══ RECORD EXTRACTS ══

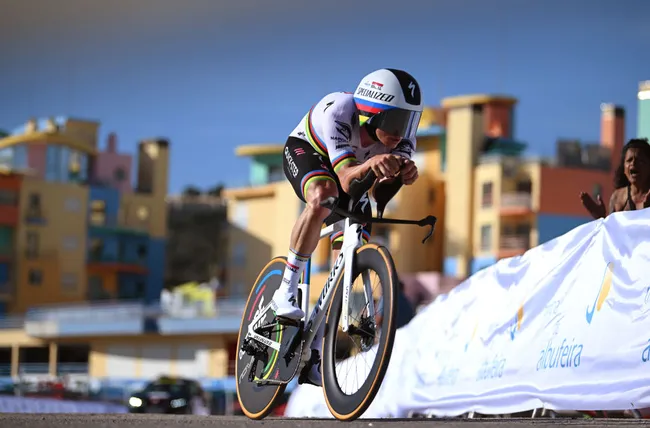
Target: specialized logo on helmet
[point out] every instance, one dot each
(375, 95)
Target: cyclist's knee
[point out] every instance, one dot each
(317, 193)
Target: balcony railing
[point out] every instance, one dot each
(515, 242)
(72, 368)
(102, 312)
(130, 310)
(12, 323)
(33, 368)
(516, 200)
(112, 222)
(6, 287)
(5, 370)
(111, 258)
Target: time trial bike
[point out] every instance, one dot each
(271, 351)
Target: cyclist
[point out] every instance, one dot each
(342, 137)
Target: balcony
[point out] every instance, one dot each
(34, 254)
(6, 255)
(35, 217)
(8, 215)
(116, 263)
(6, 289)
(121, 318)
(516, 203)
(113, 225)
(513, 245)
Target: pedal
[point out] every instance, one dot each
(288, 322)
(313, 360)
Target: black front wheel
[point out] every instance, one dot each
(258, 401)
(368, 335)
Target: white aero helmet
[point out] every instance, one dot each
(390, 100)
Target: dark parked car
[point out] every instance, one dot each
(170, 395)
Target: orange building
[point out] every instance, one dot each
(491, 200)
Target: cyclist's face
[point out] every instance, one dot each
(389, 140)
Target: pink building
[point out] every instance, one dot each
(114, 168)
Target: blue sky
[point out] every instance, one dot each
(213, 75)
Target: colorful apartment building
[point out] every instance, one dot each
(82, 259)
(72, 227)
(492, 201)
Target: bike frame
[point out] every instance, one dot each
(352, 240)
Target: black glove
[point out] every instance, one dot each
(384, 192)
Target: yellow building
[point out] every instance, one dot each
(82, 256)
(491, 201)
(262, 216)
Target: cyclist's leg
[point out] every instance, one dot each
(361, 207)
(336, 239)
(313, 181)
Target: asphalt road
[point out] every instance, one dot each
(26, 420)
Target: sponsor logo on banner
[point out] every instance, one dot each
(566, 352)
(603, 292)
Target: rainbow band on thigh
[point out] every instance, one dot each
(313, 137)
(316, 175)
(342, 159)
(338, 237)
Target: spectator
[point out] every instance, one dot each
(631, 182)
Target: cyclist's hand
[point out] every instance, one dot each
(385, 165)
(409, 172)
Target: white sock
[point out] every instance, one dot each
(295, 265)
(318, 339)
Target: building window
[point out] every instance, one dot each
(524, 186)
(239, 254)
(597, 190)
(98, 212)
(486, 237)
(8, 197)
(96, 249)
(32, 244)
(70, 243)
(486, 195)
(96, 288)
(34, 201)
(72, 204)
(69, 283)
(119, 174)
(142, 213)
(142, 252)
(35, 277)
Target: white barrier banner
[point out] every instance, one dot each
(565, 326)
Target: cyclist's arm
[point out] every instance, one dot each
(340, 121)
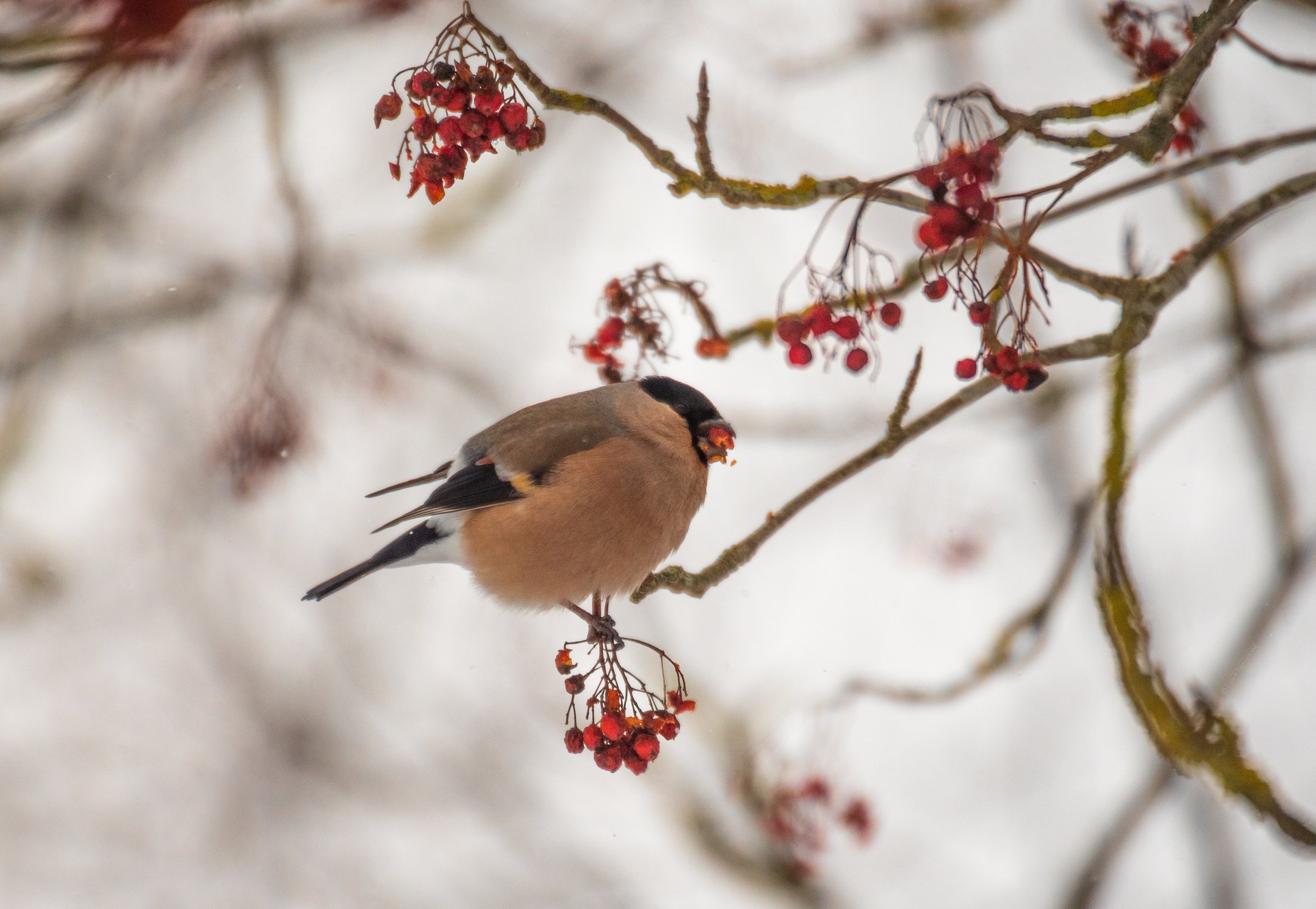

═══

Arrange the lines as a JSON list of strings, one string per line with blank lines left out, starting with the line that contains "Target: dark parked car" and continuing through the end of the entries. Omit the pictures from your answer.

OUTPUT FOR THIS TASK:
[
  "Target: dark parked car",
  "[point out] every instance, one dot each",
  "(170, 395)",
  "Target: orange building",
  "[point out] every instance, one dot each",
  "(491, 200)",
  "Target: cyclist's face",
  "[point out] every instance, one dot each",
  "(389, 140)",
  "Target: pink building",
  "[point out] every instance, one dot each",
  "(114, 168)",
  "Target: blue sky",
  "[point out] every instance, one dot each",
  "(213, 75)",
  "Target: colorful apartment building",
  "[point out] every instance, one dot each",
  "(82, 259)",
  "(72, 227)",
  "(492, 201)",
  "Target: bike frame",
  "[point out] every instance, one dot each",
  "(352, 240)",
  "Target: black glove",
  "[point out] every instance, one dot each",
  "(384, 192)",
  "Target: yellow building",
  "[point out] every instance, one dot each",
  "(82, 256)",
  "(491, 201)",
  "(262, 216)",
  "Target: cyclist's leg",
  "[point out] every instance, one dot each",
  "(361, 207)",
  "(336, 239)",
  "(313, 181)",
  "Target: asphalt road",
  "[point out] every instance, one dot each",
  "(26, 420)",
  "Target: sponsor logo on banner",
  "[point out] every instance, one dot each",
  "(566, 352)",
  "(603, 292)",
  "Target: rainbow band on thigh",
  "[point out] every instance, one dot each",
  "(313, 137)",
  "(316, 175)",
  "(342, 159)",
  "(338, 237)",
  "Target: spectator",
  "[point out] every instance, one dot each",
  "(631, 182)",
  "Target: cyclist's hand",
  "[point out] every instance, one dot each",
  "(385, 165)",
  "(409, 172)",
  "Target: white sock",
  "[point out] every instance, one dot each",
  "(295, 265)",
  "(318, 339)",
  "Target: building window",
  "[point out] every instance, one dot each",
  "(524, 186)",
  "(239, 254)",
  "(597, 190)",
  "(98, 212)",
  "(486, 237)",
  "(8, 197)",
  "(96, 249)",
  "(32, 244)",
  "(70, 243)",
  "(486, 195)",
  "(96, 288)",
  "(34, 201)",
  "(72, 204)",
  "(69, 283)",
  "(119, 174)",
  "(142, 213)",
  "(142, 252)",
  "(35, 277)",
  "Target: white barrier banner",
  "[point out] every instance, one dot each",
  "(565, 326)",
  "Target: cyclist's arm",
  "[point out] every instance, one dot each",
  "(340, 121)"
]